--- start of TASK MATERIAL ---

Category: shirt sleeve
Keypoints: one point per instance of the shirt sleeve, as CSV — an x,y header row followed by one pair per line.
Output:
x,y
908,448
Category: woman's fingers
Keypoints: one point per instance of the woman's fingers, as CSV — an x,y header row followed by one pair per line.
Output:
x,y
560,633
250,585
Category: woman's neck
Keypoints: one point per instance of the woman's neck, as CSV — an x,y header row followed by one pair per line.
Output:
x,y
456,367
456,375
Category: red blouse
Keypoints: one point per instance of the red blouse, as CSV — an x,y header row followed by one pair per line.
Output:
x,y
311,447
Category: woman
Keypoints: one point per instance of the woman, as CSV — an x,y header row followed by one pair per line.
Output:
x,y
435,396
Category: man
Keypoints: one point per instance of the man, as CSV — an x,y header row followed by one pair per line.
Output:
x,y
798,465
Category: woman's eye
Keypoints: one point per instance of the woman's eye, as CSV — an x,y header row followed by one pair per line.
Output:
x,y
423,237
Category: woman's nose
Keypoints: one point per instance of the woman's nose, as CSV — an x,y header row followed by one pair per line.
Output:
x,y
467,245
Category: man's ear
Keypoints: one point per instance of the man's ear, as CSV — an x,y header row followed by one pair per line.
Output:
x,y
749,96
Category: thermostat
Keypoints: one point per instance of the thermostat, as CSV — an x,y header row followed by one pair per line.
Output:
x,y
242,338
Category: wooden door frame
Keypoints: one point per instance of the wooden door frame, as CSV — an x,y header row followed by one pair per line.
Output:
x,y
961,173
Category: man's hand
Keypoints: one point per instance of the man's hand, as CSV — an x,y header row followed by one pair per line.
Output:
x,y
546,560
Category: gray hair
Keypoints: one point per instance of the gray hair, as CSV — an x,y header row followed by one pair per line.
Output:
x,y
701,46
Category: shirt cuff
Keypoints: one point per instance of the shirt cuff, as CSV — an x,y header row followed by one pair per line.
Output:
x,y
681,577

--- end of TASK MATERIAL ---

▶ **EXERCISE**
Restate each record word for word.

▶ **FINAL ANSWER**
Category: shirt sleeve
Keypoints: one point per instance of the shirt sleeve, as CSV — an x,y header row followed by one pair per line.
Output:
x,y
908,448
Category: woman's fingers
Keypoints: one point per instance of the woman's fingers, as CSV — an x,y header row followed by one pair per line.
Output:
x,y
560,633
250,585
Category: woman's neck
Keypoints: one point per instance of the woman's neck, as CSV — an x,y header row followed by one pair per line.
Output:
x,y
456,367
456,375
Category: red blouse
Keypoints: one point per instance of the red blouse, as CSV — an x,y header row followed by one pair per line.
Output:
x,y
311,447
Category: woman
Keypoints: one point per instance of the woman, as CSV — an x,y header row followed by one pair per line.
Output:
x,y
435,396
Category: man
Keypoints: one point per instance of the man, as CSV — an x,y header row followed by one pair per line.
Output:
x,y
798,465
Category: woman's eye
Keypoints: one point per instance of the woman's eye, as CSV — an x,y header row followed by one pair per line.
Output:
x,y
423,237
Category: woman's nose
Keypoints: one point per instance of the woman's nose, as CSV — an x,y header row followed by one pair per line.
Output:
x,y
467,245
Category: man's ear
Keypoints: one point per instance of the man's ear, as CSV — an x,y header row followed by one pair per line.
Output:
x,y
749,96
Category: thermostat
Keypoints: one point per instance of the thermostat, as CSV — an x,y header row followed by one pair per line.
Output:
x,y
242,338
Category: wooden door frame
Keypoints: one point per instance of the wooden door frame, as CSV — an x,y header row followed by one pair per line.
Output:
x,y
961,173
Category: man's hand
Keypoints: one point per instance of the man's hand, as CSV — an x,y header row followed by one pair per line.
Output:
x,y
546,560
Category: gray hair
Keypoints: one point per instance of the gray hair, as CSV — an x,y header row followed by one pair per line.
Output:
x,y
701,46
Category: shirt cuff
Keypoints: one point per instance of the shirt cuff, as CSV — an x,y header row followed by one pair per line.
Output:
x,y
681,577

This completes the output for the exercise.